╭─ Dataset

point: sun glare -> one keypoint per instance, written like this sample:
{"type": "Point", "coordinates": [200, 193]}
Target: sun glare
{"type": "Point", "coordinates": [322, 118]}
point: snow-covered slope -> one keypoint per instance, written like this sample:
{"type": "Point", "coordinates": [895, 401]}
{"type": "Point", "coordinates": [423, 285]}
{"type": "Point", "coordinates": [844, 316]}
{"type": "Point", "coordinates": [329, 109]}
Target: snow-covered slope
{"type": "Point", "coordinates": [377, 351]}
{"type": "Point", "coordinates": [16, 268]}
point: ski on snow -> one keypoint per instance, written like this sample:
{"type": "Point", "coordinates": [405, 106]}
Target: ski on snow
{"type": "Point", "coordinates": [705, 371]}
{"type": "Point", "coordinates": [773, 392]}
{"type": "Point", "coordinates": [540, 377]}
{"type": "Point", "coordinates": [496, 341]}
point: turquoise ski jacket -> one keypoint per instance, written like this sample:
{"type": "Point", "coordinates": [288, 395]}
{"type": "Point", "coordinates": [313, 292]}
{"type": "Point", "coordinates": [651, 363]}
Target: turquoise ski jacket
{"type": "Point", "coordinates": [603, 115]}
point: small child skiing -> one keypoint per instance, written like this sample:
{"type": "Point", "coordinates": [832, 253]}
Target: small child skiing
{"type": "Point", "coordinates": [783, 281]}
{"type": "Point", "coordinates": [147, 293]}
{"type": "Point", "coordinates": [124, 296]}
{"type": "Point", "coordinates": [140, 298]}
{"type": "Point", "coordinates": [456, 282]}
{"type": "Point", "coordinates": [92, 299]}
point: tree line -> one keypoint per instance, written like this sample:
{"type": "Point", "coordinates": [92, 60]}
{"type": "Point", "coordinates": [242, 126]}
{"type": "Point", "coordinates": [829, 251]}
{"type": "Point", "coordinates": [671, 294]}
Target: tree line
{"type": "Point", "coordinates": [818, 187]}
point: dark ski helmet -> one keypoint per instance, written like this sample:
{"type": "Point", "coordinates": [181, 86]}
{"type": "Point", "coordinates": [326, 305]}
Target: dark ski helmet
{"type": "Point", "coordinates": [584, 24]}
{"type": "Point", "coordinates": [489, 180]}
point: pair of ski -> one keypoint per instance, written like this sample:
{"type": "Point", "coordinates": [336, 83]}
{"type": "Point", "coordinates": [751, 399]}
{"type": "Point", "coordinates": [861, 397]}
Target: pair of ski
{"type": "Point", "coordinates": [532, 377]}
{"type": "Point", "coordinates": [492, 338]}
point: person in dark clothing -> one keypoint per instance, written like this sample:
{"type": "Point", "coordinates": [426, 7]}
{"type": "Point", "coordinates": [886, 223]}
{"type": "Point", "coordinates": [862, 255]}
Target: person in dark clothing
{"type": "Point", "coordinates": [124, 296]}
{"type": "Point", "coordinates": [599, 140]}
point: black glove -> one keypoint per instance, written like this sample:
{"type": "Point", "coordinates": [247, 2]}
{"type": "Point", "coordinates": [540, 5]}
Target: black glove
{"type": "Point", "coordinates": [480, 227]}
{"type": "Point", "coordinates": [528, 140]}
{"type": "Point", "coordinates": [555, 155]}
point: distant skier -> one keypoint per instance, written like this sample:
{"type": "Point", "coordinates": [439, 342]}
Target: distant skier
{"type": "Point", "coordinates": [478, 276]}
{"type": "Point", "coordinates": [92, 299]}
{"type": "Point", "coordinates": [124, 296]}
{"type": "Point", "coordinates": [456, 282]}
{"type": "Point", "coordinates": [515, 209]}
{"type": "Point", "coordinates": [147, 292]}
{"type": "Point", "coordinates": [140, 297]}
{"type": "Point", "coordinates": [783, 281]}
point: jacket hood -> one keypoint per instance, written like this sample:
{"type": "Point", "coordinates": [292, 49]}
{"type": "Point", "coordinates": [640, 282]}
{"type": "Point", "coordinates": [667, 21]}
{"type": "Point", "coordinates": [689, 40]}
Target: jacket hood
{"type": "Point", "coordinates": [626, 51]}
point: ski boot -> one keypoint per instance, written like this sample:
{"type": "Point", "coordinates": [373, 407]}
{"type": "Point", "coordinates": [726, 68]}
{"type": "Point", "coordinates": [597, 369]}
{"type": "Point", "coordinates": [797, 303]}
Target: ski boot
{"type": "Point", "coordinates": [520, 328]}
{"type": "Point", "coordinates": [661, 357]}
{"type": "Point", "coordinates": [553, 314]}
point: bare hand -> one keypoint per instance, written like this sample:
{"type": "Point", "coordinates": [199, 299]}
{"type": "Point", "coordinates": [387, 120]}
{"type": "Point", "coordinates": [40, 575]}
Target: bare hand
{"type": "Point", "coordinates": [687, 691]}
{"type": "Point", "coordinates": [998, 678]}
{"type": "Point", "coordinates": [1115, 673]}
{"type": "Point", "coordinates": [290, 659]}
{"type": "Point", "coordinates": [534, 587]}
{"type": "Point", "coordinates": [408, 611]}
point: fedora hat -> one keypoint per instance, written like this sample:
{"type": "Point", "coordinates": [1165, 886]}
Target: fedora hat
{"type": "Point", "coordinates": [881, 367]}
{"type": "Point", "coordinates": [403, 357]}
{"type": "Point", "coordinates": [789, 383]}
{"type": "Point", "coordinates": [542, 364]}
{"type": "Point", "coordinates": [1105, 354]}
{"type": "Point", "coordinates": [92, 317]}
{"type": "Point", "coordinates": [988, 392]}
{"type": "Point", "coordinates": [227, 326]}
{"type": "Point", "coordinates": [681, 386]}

╰─

Job: Transcribe only the trailing portion of the entries above: the line that contains "point: jacket hood" and each line after it.

Written response:
point: jacket hood -> one keypoint per instance, written like this sample:
{"type": "Point", "coordinates": [292, 49]}
{"type": "Point", "coordinates": [640, 282]}
{"type": "Point", "coordinates": [667, 21]}
{"type": "Point", "coordinates": [689, 40]}
Target: jacket hood
{"type": "Point", "coordinates": [626, 51]}
point: ski boot -> one keypoint per instance, written like this sample:
{"type": "Point", "coordinates": [373, 407]}
{"type": "Point", "coordinates": [726, 68]}
{"type": "Point", "coordinates": [597, 369]}
{"type": "Point", "coordinates": [797, 303]}
Target: ski boot
{"type": "Point", "coordinates": [520, 328]}
{"type": "Point", "coordinates": [661, 357]}
{"type": "Point", "coordinates": [553, 314]}
point: bare hand -> one keypoint per instance, written like this sample:
{"type": "Point", "coordinates": [199, 299]}
{"type": "Point", "coordinates": [387, 120]}
{"type": "Point", "coordinates": [40, 575]}
Target: bare hand
{"type": "Point", "coordinates": [687, 691]}
{"type": "Point", "coordinates": [998, 678]}
{"type": "Point", "coordinates": [1115, 673]}
{"type": "Point", "coordinates": [290, 659]}
{"type": "Point", "coordinates": [534, 587]}
{"type": "Point", "coordinates": [408, 611]}
point: fedora hat -> one keypoint per instance, written like this sample:
{"type": "Point", "coordinates": [1165, 886]}
Target: fedora hat
{"type": "Point", "coordinates": [881, 367]}
{"type": "Point", "coordinates": [403, 357]}
{"type": "Point", "coordinates": [789, 383]}
{"type": "Point", "coordinates": [542, 364]}
{"type": "Point", "coordinates": [1105, 354]}
{"type": "Point", "coordinates": [92, 317]}
{"type": "Point", "coordinates": [988, 392]}
{"type": "Point", "coordinates": [227, 326]}
{"type": "Point", "coordinates": [681, 386]}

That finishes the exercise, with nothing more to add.